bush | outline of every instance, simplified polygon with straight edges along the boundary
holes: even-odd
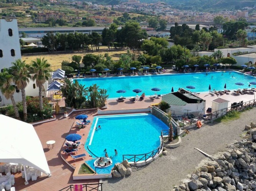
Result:
[[[158,106],[160,109],[164,111],[165,111],[166,110],[170,107],[169,104],[164,101],[161,101],[158,104]]]
[[[37,48],[26,48],[20,50],[22,54],[26,53],[34,53],[36,52],[48,52],[48,49],[44,47]]]
[[[62,66],[61,69],[65,70],[66,73],[67,74],[70,74],[74,71],[74,69],[73,68],[67,66]]]

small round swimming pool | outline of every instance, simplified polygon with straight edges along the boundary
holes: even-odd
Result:
[[[101,128],[96,130],[99,125]],[[146,154],[156,149],[161,131],[169,129],[156,117],[146,113],[99,116],[94,118],[91,126],[85,149],[97,157],[104,157],[106,149],[113,163],[122,161],[123,155]]]

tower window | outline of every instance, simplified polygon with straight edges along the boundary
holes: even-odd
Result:
[[[11,55],[12,57],[15,56],[15,51],[14,49],[11,50]]]
[[[8,33],[9,33],[9,36],[12,36],[12,30],[11,29],[8,29]]]

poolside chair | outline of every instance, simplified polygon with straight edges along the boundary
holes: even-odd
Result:
[[[70,155],[72,157],[72,159],[73,159],[75,161],[75,160],[76,159],[81,159],[81,158],[83,158],[84,157],[85,157],[85,156],[86,156],[86,155],[85,154],[83,154],[78,155],[72,155],[71,154]]]
[[[78,149],[62,149],[62,151],[63,151],[63,152],[65,153],[66,153],[66,155],[67,155],[68,154],[72,154],[73,153],[74,153],[75,152],[76,152],[77,153],[77,151],[78,151]]]

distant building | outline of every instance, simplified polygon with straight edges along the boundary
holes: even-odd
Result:
[[[10,68],[12,62],[21,58],[17,19],[0,19],[0,70]],[[21,100],[19,90],[17,89],[14,96],[16,101]],[[0,106],[11,103],[11,100],[6,99],[1,92],[0,96]]]
[[[89,17],[89,19],[92,19],[95,21],[97,24],[111,24],[113,20],[111,18],[100,16],[92,16]]]
[[[66,19],[66,16],[64,14],[56,12],[41,13],[38,13],[36,21],[39,23],[45,22],[50,18],[53,18],[56,21],[57,19]]]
----------
> [YOUR INSTRUCTIONS] What are the lines from the one with "poolside chair |" through the last line of the records above? Quote them exactly and add nothing.

> [EXERCISE RESULT]
poolside chair | outline of every instance, simplified polygon with straight edges along the boundary
holes: even-odd
Result:
[[[70,155],[72,157],[72,159],[73,159],[75,161],[75,160],[76,159],[81,159],[81,158],[83,158],[84,157],[85,157],[85,156],[86,156],[86,155],[85,154],[83,154],[78,155],[72,155],[71,154]]]
[[[78,149],[62,149],[62,151],[63,151],[63,152],[65,153],[66,153],[66,155],[67,155],[68,154],[72,154],[73,153],[74,153],[75,152],[76,152],[77,153],[77,151],[78,151]]]

distant building | outline of every instance, simplified polygon with straight edges along the boundary
holes: even-odd
Result:
[[[10,68],[12,62],[21,58],[17,19],[0,19],[0,70]],[[21,100],[19,90],[17,89],[14,96],[16,101]],[[0,106],[11,103],[11,100],[6,99],[1,92],[0,96]]]
[[[89,17],[89,19],[92,19],[95,21],[97,24],[111,24],[113,20],[111,18],[100,16],[92,16]]]
[[[66,19],[66,16],[64,14],[56,12],[41,13],[38,13],[36,21],[39,23],[45,22],[50,18],[53,18],[56,21],[57,19]]]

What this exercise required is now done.